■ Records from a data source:
-- start --
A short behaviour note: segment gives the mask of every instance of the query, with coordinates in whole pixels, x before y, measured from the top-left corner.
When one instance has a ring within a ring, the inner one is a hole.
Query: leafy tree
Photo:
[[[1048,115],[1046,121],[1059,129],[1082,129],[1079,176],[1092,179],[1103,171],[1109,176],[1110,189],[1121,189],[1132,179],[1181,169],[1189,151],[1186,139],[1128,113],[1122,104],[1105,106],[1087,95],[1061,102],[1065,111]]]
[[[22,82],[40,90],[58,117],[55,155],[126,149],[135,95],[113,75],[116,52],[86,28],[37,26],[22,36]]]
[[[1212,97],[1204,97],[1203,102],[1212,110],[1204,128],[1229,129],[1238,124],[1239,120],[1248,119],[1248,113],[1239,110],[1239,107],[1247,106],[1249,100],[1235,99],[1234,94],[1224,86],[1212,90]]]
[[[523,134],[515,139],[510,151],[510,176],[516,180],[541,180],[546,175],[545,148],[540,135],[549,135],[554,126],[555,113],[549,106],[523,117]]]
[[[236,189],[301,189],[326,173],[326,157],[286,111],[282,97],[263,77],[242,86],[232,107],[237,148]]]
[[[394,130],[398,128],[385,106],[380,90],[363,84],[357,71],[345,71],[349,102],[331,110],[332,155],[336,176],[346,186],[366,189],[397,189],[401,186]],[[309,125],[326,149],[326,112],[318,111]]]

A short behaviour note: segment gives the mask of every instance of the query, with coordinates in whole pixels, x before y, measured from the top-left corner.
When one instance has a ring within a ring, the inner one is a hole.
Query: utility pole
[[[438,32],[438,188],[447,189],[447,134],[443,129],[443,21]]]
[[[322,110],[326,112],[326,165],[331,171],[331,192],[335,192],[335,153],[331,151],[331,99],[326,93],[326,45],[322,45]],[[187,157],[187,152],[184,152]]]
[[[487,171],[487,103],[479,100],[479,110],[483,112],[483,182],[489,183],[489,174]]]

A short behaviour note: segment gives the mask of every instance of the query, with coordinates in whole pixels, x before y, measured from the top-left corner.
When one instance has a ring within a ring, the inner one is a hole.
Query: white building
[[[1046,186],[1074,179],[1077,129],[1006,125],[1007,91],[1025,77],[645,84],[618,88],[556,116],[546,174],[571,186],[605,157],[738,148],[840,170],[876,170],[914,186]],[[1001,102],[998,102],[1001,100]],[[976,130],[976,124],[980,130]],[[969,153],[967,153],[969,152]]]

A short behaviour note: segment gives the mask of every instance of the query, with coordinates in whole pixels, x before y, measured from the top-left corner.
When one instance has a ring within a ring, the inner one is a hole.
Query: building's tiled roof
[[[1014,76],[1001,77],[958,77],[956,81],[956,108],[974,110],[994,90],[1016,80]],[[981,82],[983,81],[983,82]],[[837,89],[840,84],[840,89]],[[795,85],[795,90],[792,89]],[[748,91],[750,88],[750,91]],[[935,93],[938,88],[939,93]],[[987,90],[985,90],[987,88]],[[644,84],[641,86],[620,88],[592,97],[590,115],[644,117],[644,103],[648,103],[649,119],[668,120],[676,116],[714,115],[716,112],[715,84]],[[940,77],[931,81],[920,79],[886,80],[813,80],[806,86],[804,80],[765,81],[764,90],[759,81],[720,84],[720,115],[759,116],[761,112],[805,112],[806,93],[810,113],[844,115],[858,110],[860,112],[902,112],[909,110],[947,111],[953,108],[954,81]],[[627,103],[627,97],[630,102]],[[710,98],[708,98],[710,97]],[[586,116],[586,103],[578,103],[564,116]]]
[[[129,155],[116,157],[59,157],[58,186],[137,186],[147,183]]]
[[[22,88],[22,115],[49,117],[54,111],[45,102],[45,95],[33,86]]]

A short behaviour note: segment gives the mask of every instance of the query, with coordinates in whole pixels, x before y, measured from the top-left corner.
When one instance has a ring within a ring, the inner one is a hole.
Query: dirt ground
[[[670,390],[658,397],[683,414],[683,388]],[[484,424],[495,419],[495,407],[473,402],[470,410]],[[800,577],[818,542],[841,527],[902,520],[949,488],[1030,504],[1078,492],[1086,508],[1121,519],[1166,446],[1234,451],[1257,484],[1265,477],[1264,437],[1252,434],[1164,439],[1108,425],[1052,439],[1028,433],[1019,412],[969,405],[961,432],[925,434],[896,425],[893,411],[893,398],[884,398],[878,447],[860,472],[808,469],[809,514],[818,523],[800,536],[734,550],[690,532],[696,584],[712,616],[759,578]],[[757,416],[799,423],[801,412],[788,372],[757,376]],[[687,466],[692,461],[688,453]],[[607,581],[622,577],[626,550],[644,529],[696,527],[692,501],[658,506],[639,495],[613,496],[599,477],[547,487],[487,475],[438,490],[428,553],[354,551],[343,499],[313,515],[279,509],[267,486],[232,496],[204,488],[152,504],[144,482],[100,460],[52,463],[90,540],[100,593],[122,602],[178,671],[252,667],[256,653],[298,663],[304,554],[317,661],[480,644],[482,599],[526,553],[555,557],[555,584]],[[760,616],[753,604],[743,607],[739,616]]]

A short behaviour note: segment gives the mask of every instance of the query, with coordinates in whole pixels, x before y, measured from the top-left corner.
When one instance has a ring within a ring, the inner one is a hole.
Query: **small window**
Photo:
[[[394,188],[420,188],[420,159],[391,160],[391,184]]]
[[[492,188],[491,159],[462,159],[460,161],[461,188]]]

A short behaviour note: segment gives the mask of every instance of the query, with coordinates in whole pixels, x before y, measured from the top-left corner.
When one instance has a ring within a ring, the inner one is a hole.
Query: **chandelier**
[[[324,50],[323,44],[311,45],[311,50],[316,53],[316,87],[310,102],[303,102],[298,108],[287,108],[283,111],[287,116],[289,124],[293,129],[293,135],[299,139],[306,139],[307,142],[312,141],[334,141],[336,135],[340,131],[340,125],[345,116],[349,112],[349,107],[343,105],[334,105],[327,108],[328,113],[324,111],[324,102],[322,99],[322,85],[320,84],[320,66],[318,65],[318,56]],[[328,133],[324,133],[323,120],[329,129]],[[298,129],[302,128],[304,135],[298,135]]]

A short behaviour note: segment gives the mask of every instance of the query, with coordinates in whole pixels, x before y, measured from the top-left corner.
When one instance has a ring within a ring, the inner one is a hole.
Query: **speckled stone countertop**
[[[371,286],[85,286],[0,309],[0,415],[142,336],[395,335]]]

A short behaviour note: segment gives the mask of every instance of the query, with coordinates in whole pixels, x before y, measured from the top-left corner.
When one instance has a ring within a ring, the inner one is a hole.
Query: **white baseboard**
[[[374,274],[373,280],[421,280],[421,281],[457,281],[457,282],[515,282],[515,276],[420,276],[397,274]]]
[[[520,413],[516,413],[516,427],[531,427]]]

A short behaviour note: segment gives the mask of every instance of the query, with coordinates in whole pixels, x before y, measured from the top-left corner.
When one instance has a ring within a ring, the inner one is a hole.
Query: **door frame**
-- end --
■ What is expected:
Report every line of the records that contains the string "building", copying each one in full.

■ Result for this exercise:
Query: white building
Query: building's tiled roof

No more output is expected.